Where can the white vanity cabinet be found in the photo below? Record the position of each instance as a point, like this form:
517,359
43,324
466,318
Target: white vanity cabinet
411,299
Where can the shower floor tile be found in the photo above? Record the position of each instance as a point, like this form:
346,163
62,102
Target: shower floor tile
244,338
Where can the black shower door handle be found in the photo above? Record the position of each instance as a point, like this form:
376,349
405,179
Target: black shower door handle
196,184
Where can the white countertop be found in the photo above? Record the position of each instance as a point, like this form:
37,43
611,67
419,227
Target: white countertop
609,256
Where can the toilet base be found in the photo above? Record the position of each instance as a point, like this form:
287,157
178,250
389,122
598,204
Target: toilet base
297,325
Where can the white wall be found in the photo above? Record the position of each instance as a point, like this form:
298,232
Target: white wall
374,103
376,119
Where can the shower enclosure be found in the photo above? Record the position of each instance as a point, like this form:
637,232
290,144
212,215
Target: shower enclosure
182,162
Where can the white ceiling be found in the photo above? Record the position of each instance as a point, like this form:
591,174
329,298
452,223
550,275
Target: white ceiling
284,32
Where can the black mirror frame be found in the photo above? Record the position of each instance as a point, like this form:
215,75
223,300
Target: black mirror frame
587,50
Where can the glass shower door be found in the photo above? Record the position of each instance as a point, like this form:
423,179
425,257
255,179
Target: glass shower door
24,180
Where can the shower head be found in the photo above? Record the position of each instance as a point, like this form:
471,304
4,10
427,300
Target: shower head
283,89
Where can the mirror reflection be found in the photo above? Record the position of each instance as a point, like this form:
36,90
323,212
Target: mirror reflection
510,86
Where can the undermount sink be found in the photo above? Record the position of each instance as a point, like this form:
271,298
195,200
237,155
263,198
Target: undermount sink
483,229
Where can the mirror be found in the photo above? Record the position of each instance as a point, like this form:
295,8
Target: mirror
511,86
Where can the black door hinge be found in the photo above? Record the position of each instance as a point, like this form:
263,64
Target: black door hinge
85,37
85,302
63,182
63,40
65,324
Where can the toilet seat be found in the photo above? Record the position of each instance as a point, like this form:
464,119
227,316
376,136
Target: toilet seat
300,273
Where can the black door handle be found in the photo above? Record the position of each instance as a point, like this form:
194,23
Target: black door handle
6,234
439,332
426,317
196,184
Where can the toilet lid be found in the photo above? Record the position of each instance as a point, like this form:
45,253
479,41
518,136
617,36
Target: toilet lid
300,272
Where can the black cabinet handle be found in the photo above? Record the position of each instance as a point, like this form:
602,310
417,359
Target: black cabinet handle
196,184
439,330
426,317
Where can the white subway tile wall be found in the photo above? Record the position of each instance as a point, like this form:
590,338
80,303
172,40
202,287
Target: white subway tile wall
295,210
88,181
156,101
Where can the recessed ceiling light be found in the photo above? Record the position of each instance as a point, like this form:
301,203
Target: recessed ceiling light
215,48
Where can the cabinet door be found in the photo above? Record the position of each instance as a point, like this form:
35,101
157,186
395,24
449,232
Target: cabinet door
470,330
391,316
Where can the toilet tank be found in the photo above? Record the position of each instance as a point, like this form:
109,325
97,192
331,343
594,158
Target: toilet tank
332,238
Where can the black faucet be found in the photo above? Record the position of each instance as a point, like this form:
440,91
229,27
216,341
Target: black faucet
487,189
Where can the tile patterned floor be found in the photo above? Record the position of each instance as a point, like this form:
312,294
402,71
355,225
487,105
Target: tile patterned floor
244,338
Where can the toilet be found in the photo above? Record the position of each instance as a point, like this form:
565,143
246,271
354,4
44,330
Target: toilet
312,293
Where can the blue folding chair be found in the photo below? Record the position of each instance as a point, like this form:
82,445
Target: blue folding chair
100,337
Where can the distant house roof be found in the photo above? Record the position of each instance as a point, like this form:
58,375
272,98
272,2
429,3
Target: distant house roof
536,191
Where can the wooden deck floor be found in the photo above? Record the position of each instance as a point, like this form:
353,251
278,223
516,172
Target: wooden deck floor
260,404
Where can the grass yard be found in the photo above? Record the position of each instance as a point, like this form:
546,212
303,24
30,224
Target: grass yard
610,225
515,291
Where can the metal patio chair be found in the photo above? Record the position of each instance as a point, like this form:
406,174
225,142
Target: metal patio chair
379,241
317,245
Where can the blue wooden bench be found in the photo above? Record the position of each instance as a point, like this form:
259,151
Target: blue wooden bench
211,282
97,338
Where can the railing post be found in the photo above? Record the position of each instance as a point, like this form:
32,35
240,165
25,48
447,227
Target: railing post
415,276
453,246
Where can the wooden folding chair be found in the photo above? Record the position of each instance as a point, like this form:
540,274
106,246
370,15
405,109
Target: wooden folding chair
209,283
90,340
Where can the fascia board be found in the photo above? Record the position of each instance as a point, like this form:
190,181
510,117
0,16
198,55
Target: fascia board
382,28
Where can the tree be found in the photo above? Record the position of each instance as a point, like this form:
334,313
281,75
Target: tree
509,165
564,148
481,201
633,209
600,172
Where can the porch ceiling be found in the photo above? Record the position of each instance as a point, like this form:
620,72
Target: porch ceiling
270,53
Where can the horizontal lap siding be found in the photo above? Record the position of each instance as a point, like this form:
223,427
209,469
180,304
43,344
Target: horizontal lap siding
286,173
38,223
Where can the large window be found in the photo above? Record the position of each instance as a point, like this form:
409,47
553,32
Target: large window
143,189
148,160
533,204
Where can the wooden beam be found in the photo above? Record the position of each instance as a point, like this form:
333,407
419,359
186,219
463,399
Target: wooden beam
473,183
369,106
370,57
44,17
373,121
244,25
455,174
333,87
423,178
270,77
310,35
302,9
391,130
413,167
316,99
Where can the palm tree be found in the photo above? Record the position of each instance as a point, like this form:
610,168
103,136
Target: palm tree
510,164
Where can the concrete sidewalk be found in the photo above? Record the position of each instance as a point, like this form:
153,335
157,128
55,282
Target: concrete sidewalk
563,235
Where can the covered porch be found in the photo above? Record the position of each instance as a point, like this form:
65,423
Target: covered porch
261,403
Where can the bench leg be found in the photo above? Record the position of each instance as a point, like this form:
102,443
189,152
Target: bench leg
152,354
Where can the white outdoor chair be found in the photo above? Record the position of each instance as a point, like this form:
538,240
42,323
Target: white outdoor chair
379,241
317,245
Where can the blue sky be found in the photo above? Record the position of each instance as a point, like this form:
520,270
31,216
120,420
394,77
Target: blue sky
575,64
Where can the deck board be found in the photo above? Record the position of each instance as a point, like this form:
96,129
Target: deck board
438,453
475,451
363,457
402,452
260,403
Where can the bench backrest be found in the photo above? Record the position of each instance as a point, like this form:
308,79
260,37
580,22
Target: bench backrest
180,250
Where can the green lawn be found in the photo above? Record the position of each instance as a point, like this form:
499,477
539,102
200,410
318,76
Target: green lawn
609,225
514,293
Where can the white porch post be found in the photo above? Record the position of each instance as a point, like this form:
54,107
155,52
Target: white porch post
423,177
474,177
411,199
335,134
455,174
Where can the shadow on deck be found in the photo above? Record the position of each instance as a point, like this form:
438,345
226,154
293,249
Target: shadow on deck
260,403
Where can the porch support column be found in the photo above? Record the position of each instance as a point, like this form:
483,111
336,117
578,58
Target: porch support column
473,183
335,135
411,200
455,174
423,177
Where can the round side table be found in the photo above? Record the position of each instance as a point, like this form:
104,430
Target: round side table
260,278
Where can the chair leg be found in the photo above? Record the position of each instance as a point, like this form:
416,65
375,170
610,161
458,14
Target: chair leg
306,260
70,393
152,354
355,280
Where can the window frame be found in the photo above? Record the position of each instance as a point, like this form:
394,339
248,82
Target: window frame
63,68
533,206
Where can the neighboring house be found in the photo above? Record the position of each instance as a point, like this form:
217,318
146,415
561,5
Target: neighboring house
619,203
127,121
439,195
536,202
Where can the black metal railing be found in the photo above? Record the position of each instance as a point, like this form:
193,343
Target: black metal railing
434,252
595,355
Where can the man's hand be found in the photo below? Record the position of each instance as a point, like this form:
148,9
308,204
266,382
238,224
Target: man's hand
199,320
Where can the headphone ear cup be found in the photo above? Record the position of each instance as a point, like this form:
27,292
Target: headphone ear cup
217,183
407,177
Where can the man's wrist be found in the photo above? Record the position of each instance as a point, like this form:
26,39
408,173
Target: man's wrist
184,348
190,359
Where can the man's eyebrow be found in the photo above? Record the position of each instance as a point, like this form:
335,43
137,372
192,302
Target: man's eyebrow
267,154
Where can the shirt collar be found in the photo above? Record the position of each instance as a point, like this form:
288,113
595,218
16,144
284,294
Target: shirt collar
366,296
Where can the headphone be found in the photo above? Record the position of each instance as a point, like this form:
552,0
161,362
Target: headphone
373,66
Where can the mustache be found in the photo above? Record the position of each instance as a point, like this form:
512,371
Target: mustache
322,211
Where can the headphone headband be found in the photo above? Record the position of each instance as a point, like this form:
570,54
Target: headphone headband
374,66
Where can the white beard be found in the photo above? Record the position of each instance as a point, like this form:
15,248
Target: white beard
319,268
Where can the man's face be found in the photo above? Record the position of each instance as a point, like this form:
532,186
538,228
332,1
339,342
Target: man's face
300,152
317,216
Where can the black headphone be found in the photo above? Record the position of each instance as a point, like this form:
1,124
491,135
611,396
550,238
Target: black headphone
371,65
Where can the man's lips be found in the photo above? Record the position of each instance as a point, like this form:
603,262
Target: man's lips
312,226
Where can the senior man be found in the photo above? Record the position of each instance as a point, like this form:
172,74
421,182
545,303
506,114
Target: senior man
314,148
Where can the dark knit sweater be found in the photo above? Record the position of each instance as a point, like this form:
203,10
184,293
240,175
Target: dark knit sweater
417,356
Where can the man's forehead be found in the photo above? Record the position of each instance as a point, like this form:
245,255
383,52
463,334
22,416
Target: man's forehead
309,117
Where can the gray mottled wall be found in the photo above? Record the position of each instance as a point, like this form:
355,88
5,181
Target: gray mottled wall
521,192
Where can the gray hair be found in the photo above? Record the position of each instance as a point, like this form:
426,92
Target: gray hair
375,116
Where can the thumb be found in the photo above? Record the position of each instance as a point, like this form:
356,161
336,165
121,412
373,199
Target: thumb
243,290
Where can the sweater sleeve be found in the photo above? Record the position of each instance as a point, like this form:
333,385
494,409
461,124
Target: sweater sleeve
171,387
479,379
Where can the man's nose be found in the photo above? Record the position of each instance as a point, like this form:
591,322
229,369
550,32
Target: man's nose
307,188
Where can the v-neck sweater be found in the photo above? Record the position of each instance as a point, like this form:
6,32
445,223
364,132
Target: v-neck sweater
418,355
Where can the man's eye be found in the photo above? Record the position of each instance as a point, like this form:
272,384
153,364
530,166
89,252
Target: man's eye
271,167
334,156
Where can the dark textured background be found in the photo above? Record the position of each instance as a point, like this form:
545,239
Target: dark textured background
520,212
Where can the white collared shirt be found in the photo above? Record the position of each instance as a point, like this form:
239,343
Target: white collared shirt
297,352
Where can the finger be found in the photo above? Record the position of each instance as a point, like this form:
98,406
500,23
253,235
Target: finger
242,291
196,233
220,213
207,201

════════════════════

ACTION ITEM - Which lines in the data hold the string "below"? Copy each of them.

EXERCISE OUTPUT -
Where can the white vanity cabinet be found in the photo below? Record the position of each instance as a point, like this form:
Where can the blue folding chair be found in the photo below? Record the position of each instance as a point, like this form:
Where can the man's hand be found in the photo below? Record the position of each instance as a point, like this form:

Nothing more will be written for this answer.